Exercise => Quote the passage on praying big exactly, starting with "The limits of" and going on through "of His people.".
Text provided below:
After the trial we occasionally visited the young man's mother in a desire to assure her of our concern for the welfare of their family and to pray for them as we could. We desire the very best for this young man. We pray for him and from time to time I write him a letter, but he has never responded. We feel that the miracle will not be complete until his life is totally transformed by the love and power of God. We would appreciate your prayers for him. We'd like to write a glorious ending for his story.

Pray Big

The limits of God's goodness haven't yet been tested. None of us has yet been rebuked for overboldness at the throne of Grace. There are not many Joshuas who command the sun and moon to stop. There are not many Elijahs calling down God's fire, nor many Peters raising Tabithas from the dead. But we are now entering a "fullness of time" when the unimaginable dimensions of God's power and love will be revealed in response to the unified, concerted, heartfelt, persevering prayers of His people.
End of Text provided.
Entries supplied below:
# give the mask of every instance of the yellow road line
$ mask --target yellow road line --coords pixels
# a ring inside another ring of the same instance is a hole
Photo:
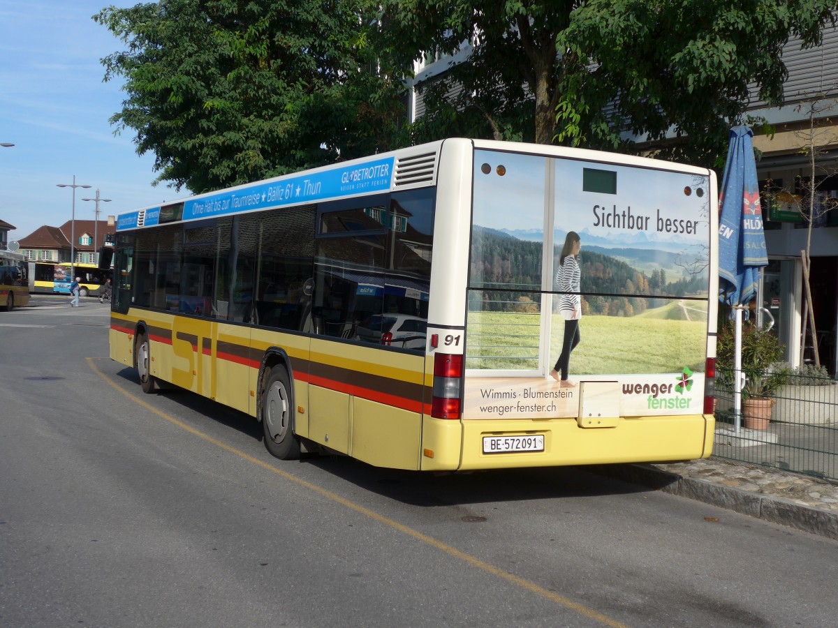
[[[572,600],[568,600],[566,597],[558,595],[556,593],[553,593],[552,591],[547,590],[544,587],[541,587],[533,582],[530,582],[529,580],[520,578],[520,576],[516,576],[514,574],[510,574],[508,571],[504,571],[503,569],[499,569],[494,565],[489,564],[485,561],[480,560],[480,559],[472,556],[471,554],[468,554],[465,552],[461,552],[456,548],[447,545],[442,543],[442,541],[437,541],[436,538],[429,537],[427,534],[423,534],[418,530],[414,530],[412,528],[409,528],[402,523],[399,523],[397,521],[385,517],[384,515],[380,515],[378,512],[370,510],[369,508],[366,508],[363,506],[360,506],[353,502],[350,502],[348,499],[345,499],[344,497],[341,497],[339,495],[333,493],[331,491],[327,491],[326,489],[318,486],[315,484],[312,484],[309,481],[306,481],[305,480],[303,480],[302,478],[299,478],[297,476],[293,476],[291,473],[288,473],[287,471],[284,471],[282,469],[277,469],[277,467],[269,465],[267,462],[265,462],[264,461],[261,461],[258,458],[254,458],[252,456],[246,454],[244,451],[237,450],[235,447],[230,447],[229,445],[222,443],[220,440],[217,440],[216,439],[214,439],[211,436],[208,436],[203,432],[195,430],[194,427],[187,425],[185,423],[178,420],[174,417],[169,416],[166,413],[158,410],[151,404],[143,401],[137,395],[133,394],[132,393],[129,393],[127,390],[122,388],[116,383],[111,381],[111,379],[108,378],[107,376],[105,375],[105,373],[100,371],[96,368],[96,364],[94,364],[93,363],[94,358],[87,358],[85,359],[87,360],[87,363],[90,365],[91,369],[95,373],[96,373],[99,377],[101,377],[109,384],[113,386],[113,388],[115,388],[123,395],[127,397],[135,404],[138,404],[139,405],[142,406],[149,412],[157,414],[161,419],[168,421],[173,425],[177,425],[178,427],[186,430],[189,434],[194,434],[199,438],[202,438],[204,440],[212,443],[215,446],[220,447],[225,450],[225,451],[229,451],[230,453],[234,454],[235,456],[237,456],[240,458],[247,461],[248,462],[252,462],[254,465],[257,465],[258,466],[261,466],[261,468],[269,471],[272,473],[275,473],[277,476],[281,476],[286,480],[290,480],[292,482],[296,482],[301,486],[304,486],[305,488],[308,488],[310,491],[313,491],[314,492],[322,495],[327,499],[330,499],[333,502],[337,502],[339,504],[345,506],[347,508],[350,508],[355,511],[356,512],[360,512],[362,515],[369,517],[370,519],[374,519],[375,521],[379,522],[380,523],[383,523],[385,526],[389,526],[390,528],[398,530],[401,533],[404,533],[405,534],[413,537],[418,541],[421,541],[424,543],[427,543],[428,545],[432,545],[437,548],[437,549],[445,552],[449,556],[453,556],[454,558],[459,559],[460,560],[463,560],[474,567],[477,567],[478,569],[485,571],[488,574],[491,574],[494,576],[497,576],[498,578],[501,578],[506,580],[507,582],[510,582],[513,584],[521,587],[522,589],[525,589],[528,591],[535,594],[536,595],[550,600],[551,601],[556,602],[556,604],[560,604],[562,606],[570,609],[571,610],[574,610],[577,613],[579,613],[580,615],[583,615],[586,617],[589,617],[590,619],[595,620],[600,622],[601,624],[612,626],[612,628],[628,628],[628,626],[625,624],[623,624],[619,621],[616,621],[615,620],[613,620],[610,617],[607,617],[602,613],[597,612],[593,609],[590,609],[587,606],[585,606],[582,604],[574,602]]]

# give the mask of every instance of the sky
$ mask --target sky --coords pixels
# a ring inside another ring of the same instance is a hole
[[[100,190],[101,220],[189,195],[156,178],[154,156],[137,154],[134,131],[114,136],[108,121],[122,110],[122,82],[103,82],[100,60],[125,46],[91,16],[139,0],[0,2],[0,219],[17,229],[9,239],[73,217],[92,220]]]

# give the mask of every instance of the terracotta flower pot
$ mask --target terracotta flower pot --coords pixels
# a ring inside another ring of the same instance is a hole
[[[742,414],[745,418],[745,427],[748,430],[768,430],[774,400],[765,397],[751,397],[742,400]]]

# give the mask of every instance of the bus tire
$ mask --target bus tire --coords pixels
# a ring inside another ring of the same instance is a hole
[[[284,367],[275,366],[266,375],[260,409],[265,447],[280,460],[300,457],[300,440],[294,434],[291,381]]]
[[[157,378],[152,375],[152,353],[148,337],[140,333],[137,337],[137,372],[140,375],[140,386],[142,392],[150,394],[157,386]]]

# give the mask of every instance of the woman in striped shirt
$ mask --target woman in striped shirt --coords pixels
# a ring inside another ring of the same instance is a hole
[[[561,343],[561,354],[550,377],[557,381],[562,388],[576,386],[567,379],[567,369],[571,361],[571,352],[579,344],[579,319],[582,318],[582,296],[579,294],[579,281],[582,271],[577,256],[582,248],[579,234],[571,231],[565,238],[565,245],[559,258],[559,270],[556,273],[561,296],[559,297],[559,312],[565,319],[565,337]]]

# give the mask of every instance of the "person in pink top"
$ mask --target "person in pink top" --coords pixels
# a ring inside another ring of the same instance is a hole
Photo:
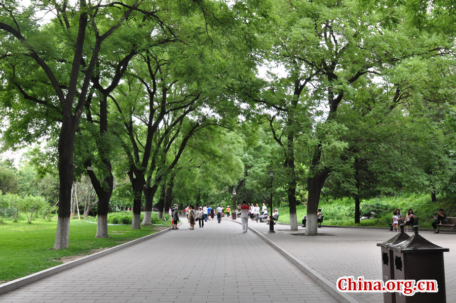
[[[245,200],[242,201],[242,206],[238,205],[238,208],[241,210],[241,221],[242,222],[242,232],[247,233],[249,229],[249,206]]]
End of Entries supplied.
Your response =>
The limits of God's goodness haven't yet been tested. None of us has yet been rebuked for overboldness at the throne of Grace. There are not many Joshuas who command the sun and moon to stop. There are not many Elijahs calling down God's fire, nor many Peters raising Tabithas from the dead. But we are now entering a "fullness of time" when the unimaginable dimensions of God's power and love will be revealed in response to the unified, concerted, heartfelt, persevering prayers of His people.